__Problem statement__: Reproduce the data below, changing each occurrence of "JSON array" to "JSON list" and leaving every other character as it is.

__Extracted data__:
_ _ _

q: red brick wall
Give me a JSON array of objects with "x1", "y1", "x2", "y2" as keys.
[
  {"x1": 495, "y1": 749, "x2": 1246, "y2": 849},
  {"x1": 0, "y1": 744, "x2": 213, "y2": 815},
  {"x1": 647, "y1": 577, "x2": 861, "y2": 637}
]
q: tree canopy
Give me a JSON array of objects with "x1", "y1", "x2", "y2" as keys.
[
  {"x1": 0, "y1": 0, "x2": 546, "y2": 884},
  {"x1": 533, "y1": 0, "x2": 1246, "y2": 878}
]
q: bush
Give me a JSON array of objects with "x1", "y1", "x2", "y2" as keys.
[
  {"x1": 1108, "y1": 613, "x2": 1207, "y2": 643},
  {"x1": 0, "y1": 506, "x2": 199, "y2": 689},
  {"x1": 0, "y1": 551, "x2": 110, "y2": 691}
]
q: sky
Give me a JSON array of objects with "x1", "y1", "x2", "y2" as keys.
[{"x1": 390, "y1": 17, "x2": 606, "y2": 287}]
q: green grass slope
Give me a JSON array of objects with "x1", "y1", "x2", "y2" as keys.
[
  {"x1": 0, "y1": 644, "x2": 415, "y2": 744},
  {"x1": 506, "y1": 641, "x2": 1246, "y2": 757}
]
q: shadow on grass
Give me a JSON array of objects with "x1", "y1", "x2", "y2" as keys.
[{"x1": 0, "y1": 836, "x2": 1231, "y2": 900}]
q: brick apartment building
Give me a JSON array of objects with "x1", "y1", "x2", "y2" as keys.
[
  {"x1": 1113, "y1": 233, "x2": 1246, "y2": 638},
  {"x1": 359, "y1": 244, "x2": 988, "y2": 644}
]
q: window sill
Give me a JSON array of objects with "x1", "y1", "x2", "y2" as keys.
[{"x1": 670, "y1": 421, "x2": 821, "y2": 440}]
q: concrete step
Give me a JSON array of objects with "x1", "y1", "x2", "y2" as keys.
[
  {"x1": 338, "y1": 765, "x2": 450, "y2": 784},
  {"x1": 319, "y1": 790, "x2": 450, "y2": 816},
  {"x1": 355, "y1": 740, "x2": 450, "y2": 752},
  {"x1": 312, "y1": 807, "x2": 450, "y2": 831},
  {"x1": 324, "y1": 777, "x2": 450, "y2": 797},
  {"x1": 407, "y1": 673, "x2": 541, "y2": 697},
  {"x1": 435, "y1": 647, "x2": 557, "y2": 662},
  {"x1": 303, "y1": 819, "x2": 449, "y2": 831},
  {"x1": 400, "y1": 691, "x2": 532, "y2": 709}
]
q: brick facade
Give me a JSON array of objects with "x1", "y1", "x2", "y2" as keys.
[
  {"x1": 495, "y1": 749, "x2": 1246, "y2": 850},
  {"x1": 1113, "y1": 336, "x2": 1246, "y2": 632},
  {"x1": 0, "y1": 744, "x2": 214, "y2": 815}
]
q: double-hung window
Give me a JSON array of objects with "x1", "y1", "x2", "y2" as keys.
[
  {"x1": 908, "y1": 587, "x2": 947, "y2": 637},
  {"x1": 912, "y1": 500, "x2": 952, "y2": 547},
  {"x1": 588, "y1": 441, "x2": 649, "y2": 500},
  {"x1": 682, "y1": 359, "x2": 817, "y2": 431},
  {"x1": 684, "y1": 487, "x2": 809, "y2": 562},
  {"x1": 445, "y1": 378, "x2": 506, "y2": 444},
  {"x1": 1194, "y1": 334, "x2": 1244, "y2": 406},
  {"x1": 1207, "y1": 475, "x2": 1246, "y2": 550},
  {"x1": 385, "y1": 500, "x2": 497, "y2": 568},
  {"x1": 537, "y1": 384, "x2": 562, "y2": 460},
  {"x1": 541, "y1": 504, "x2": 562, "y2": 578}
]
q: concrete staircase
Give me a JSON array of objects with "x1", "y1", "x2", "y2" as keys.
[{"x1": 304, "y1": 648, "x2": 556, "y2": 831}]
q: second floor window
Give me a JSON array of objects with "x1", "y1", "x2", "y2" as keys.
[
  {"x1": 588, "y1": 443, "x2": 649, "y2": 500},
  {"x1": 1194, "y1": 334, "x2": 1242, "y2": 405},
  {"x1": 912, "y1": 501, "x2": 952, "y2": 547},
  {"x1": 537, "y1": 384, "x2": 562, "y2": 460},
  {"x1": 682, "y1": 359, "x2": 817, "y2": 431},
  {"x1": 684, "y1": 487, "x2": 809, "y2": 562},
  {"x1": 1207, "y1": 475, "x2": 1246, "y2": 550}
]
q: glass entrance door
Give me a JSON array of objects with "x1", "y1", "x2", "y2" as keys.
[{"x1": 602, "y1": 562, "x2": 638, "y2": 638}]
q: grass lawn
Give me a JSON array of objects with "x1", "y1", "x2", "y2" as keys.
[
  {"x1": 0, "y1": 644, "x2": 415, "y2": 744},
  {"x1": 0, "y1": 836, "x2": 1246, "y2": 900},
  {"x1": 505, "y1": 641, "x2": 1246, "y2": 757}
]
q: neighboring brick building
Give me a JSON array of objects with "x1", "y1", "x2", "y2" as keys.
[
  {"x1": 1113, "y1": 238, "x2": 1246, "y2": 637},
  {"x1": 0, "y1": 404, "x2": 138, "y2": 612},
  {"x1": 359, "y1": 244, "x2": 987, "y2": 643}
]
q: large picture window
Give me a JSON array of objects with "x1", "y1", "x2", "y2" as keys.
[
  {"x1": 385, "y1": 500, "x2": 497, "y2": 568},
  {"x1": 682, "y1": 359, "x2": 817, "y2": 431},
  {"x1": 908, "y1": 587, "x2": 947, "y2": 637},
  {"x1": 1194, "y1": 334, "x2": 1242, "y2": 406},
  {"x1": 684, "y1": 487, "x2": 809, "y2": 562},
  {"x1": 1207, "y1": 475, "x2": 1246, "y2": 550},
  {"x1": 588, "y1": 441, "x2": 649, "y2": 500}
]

_ _ _

__Exercise response__:
q: red brick wall
Give me a JSON list of objects with "x1", "y1", "x2", "y2" as keys.
[
  {"x1": 495, "y1": 749, "x2": 1246, "y2": 849},
  {"x1": 0, "y1": 744, "x2": 213, "y2": 815},
  {"x1": 647, "y1": 577, "x2": 861, "y2": 637}
]
q: tree canopy
Give me a JSON list of objects with "x1", "y1", "x2", "y2" as keys.
[
  {"x1": 0, "y1": 0, "x2": 546, "y2": 884},
  {"x1": 533, "y1": 0, "x2": 1246, "y2": 878}
]
q: bush
Give me a JSON list of objects with "x1", "y1", "x2", "y2" as keys.
[
  {"x1": 1108, "y1": 613, "x2": 1207, "y2": 643},
  {"x1": 0, "y1": 506, "x2": 199, "y2": 689},
  {"x1": 0, "y1": 551, "x2": 110, "y2": 691}
]
q: sky
Give me a JSON list of objects with "x1", "y1", "x2", "y2" as keys.
[{"x1": 390, "y1": 17, "x2": 606, "y2": 287}]
q: green grass slope
Give me a JSON list of objects with "x1", "y1", "x2", "y2" as keys.
[
  {"x1": 0, "y1": 644, "x2": 415, "y2": 744},
  {"x1": 506, "y1": 641, "x2": 1246, "y2": 757}
]
q: shadow on grass
Give me a JSON list of objects with "x1", "y1", "x2", "y2" as keys.
[{"x1": 0, "y1": 836, "x2": 1231, "y2": 900}]
q: brick apartment building
Give me a JSON list of objects with "x1", "y1", "x2", "y2" as keys.
[
  {"x1": 1113, "y1": 233, "x2": 1246, "y2": 638},
  {"x1": 359, "y1": 244, "x2": 988, "y2": 644}
]
q: window sill
Give me a JSON list of objects with "x1", "y1", "x2", "y2" as keys.
[{"x1": 670, "y1": 421, "x2": 821, "y2": 440}]
q: concrete step
Give me a JSON list of objects with "x1", "y1", "x2", "y2" as keys.
[
  {"x1": 338, "y1": 765, "x2": 450, "y2": 784},
  {"x1": 319, "y1": 790, "x2": 450, "y2": 816},
  {"x1": 355, "y1": 740, "x2": 450, "y2": 752},
  {"x1": 312, "y1": 807, "x2": 450, "y2": 831},
  {"x1": 324, "y1": 777, "x2": 450, "y2": 797},
  {"x1": 407, "y1": 673, "x2": 541, "y2": 697},
  {"x1": 435, "y1": 647, "x2": 557, "y2": 662},
  {"x1": 303, "y1": 819, "x2": 449, "y2": 831},
  {"x1": 400, "y1": 691, "x2": 532, "y2": 709}
]
q: brick facade
Give me a JSON list of objects with "x1", "y1", "x2", "y2" as keys.
[
  {"x1": 495, "y1": 749, "x2": 1246, "y2": 850},
  {"x1": 1113, "y1": 336, "x2": 1246, "y2": 632},
  {"x1": 0, "y1": 744, "x2": 214, "y2": 815}
]
q: double-hung window
Give me a JSON list of objects with "x1", "y1", "x2", "y2" as keys.
[
  {"x1": 908, "y1": 587, "x2": 947, "y2": 637},
  {"x1": 912, "y1": 500, "x2": 952, "y2": 547},
  {"x1": 588, "y1": 441, "x2": 649, "y2": 500},
  {"x1": 682, "y1": 359, "x2": 817, "y2": 431},
  {"x1": 684, "y1": 487, "x2": 809, "y2": 562},
  {"x1": 445, "y1": 378, "x2": 506, "y2": 444},
  {"x1": 1194, "y1": 334, "x2": 1244, "y2": 406},
  {"x1": 1207, "y1": 475, "x2": 1246, "y2": 550},
  {"x1": 385, "y1": 500, "x2": 497, "y2": 568},
  {"x1": 537, "y1": 384, "x2": 562, "y2": 460},
  {"x1": 541, "y1": 504, "x2": 562, "y2": 578}
]
q: concrete staircase
Give me a JSON list of objects with "x1", "y1", "x2", "y2" as keys.
[{"x1": 304, "y1": 648, "x2": 556, "y2": 831}]
q: second floor window
Give me a JSON list of objects with "x1", "y1", "x2", "y2" as keys.
[
  {"x1": 588, "y1": 443, "x2": 649, "y2": 500},
  {"x1": 1194, "y1": 334, "x2": 1242, "y2": 405},
  {"x1": 912, "y1": 501, "x2": 952, "y2": 547},
  {"x1": 537, "y1": 384, "x2": 562, "y2": 460},
  {"x1": 682, "y1": 359, "x2": 817, "y2": 431},
  {"x1": 684, "y1": 487, "x2": 809, "y2": 562},
  {"x1": 1207, "y1": 475, "x2": 1246, "y2": 550}
]
q: glass entrance door
Give me a JSON list of objects with "x1", "y1", "x2", "y2" as keys.
[{"x1": 602, "y1": 562, "x2": 638, "y2": 638}]
q: grass lawn
Give me a JSON list of objects with "x1", "y1", "x2", "y2" as keys.
[
  {"x1": 0, "y1": 644, "x2": 415, "y2": 744},
  {"x1": 0, "y1": 836, "x2": 1246, "y2": 900},
  {"x1": 505, "y1": 641, "x2": 1246, "y2": 757}
]
q: neighboring brick building
Give me a JSON list of objects with "x1", "y1", "x2", "y2" as keys.
[
  {"x1": 1113, "y1": 238, "x2": 1246, "y2": 637},
  {"x1": 0, "y1": 404, "x2": 138, "y2": 612},
  {"x1": 359, "y1": 244, "x2": 987, "y2": 643}
]
q: large picture window
Give me a JSON list of objects with "x1", "y1", "x2", "y2" as keys.
[
  {"x1": 385, "y1": 500, "x2": 497, "y2": 568},
  {"x1": 682, "y1": 359, "x2": 817, "y2": 431},
  {"x1": 908, "y1": 587, "x2": 947, "y2": 637},
  {"x1": 1194, "y1": 334, "x2": 1242, "y2": 406},
  {"x1": 684, "y1": 487, "x2": 809, "y2": 562},
  {"x1": 1207, "y1": 475, "x2": 1246, "y2": 550},
  {"x1": 588, "y1": 441, "x2": 649, "y2": 500}
]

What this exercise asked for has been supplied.